---------- Document segment

# OpenSSL Ciphers



## xy16644 (Feb 6, 2015)

I am interested in using the ChaCha20 Poly1305 cipher with OpenSSH. When I run `openssl ciphers -v` on a FreeBSD 10.1 STABLE machine that has OpenSSL 1.0.1l (the latest) I don't see this cipher but if I run the same command on a test OpenBSD 5.6 server it has this cipher (I'm assuming this is because it uses LibreSSL).

So is there a way to install/enable the ChaCha20 Poly1305 cipher on a FreeBSD server running OpenSSL?


----------



## getopt (Feb 7, 2015)

If you do not find what you are looking for in the port options of OpenSSL where things can be en/disabled, you might inspect the Makefile of the port. In this file often some "hidden" options can be found and set by editing this file.

--------------------

### What is expected
In the forum thread on OpenSSL ciphers, why does the reply suggest looking at the Makefile of the OpenSSL port? Answer in one to three sentences.

---------- Data section

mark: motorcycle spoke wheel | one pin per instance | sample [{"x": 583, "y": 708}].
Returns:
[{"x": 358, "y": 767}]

--------------------

### Solved exercise
The port options may not include what you're looking for. The port's Makefile often holds "hidden" options that can be found and turned on by editing the file.